▶ [TEXTAUSZUG]:

· · · ·

CSU-Landesgruppe
Pressestelle: In der nächsten Ausgabe des
Bayernkurier erscheint nachfolgendes Interview mit dem Vorsitzenden
der CSU-Landesgruppe im Deutschen Bundestag, Michael Glos:
Berlin (ots)
Bayernkurier: Bringt das neue Jahre eine neue Regierung?
Michael Glos: Es wird eine neue Regierung in Niedersachsen bringen, weil dort die Regierung Gabriel abgewirtschaftet hat und weil sich in Niedersachsen auch der berechtigte Zorn der Bürgerinnen und Bürger über den Betrug bei der Bundestagswahl entladen wird. Zudem gehe ich davon aus, dass die Regierung von Roland Koch in Hessen bestätigt wird, weil unsere Freunde gute Arbeit geleistet haben.
Bayernkurier: Können diese beiden Landtagswahlen in Hessen und Niedersachsen am 2. Februar 2003 zum Stolperstein für Rot-Grün werden?
Michael Glos: Damit wird auf jeden Fall die Mehrheit der Union im Bundesrat stabiler und die Gestaltungskraft des Bundesrates höher. Das heißt aber noch lange nicht, dass Rot-Grün das Handtuch wirft. Rot-Grün hat eine knappe Parlamentsmehrheit, die sich bis jetzt als belastungsfähig erwiesen hat. Der Wille zur Macht ist stärker als der Wille, die Erwartungen der eigenen Klientel wirklich zu erfüllen.
Bayernkurier: Aber es ist schon viel über eine mögliche Große Koalition zu hören.
Michael Glos: Das sind ausschließlich Spekulationen und Latrinengerüchte, die immer angestellt werden, wenn eine Regierung in Schwierigkeiten ist. Auch Charakterlosigkeit schweißt zusammen. Allerdings könnte die deutsche Beteiligung an einen möglichen Irak-Krieg verbunden mit dem erneuten Test der Mehrheit in namentlichen Abstimmungen noch Überraschungen bringen.
Bayernkurier: Also doch eine Große Koalition, um das Land voranzubringen?

· · · ·

▶ [AUFGABEN]:
a - An welchem Datum finden laut dem Interview die Landtagswahlen in Hessen und Niedersachsen statt?
b - Gib den Abschnitt des Interviews zwischen „Bayernkurier: Können diese“ und „wirklich zu erfüllen.“ einschließlich dieser beiden Stellen wörtlich wieder.

· · · ·

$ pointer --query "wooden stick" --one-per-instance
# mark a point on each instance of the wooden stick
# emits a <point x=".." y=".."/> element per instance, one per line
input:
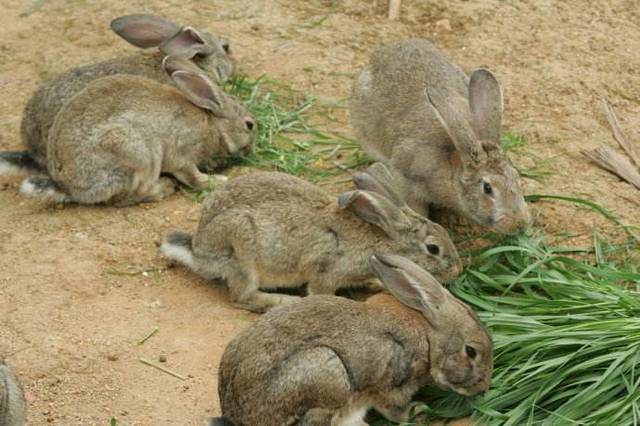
<point x="161" y="368"/>
<point x="394" y="9"/>
<point x="617" y="133"/>
<point x="615" y="163"/>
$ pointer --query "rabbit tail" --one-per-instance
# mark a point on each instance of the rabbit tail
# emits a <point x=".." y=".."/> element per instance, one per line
<point x="17" y="162"/>
<point x="43" y="187"/>
<point x="220" y="421"/>
<point x="177" y="248"/>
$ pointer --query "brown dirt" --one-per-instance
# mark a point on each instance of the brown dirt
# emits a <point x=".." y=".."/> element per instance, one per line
<point x="70" y="321"/>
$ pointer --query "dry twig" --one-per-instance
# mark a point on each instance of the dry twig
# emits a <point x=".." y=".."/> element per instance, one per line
<point x="627" y="169"/>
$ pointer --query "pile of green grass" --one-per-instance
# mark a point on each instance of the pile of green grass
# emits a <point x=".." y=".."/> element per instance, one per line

· · · ·

▶ [LÖSUNGEN]:
a - Am 2. Februar 2003.

b -
Bayernkurier: Können diese beiden Landtagswahlen in Hessen und Niedersachsen am 2. Februar 2003 zum Stolperstein für Rot-Grün werden?
Michael Glos: Damit wird auf jeden Fall die Mehrheit der Union im Bundesrat stabiler und die Gestaltungskraft des Bundesrates höher. Das heißt aber noch lange nicht, dass Rot-Grün das Handtuch wirft. Rot-Grün hat eine knappe Parlamentsmehrheit, die sich bis jetzt als belastungsfähig erwiesen hat. Der Wille zur Macht ist stärker als der Wille, die Erwartungen der eigenen Klientel wirklich zu erfüllen.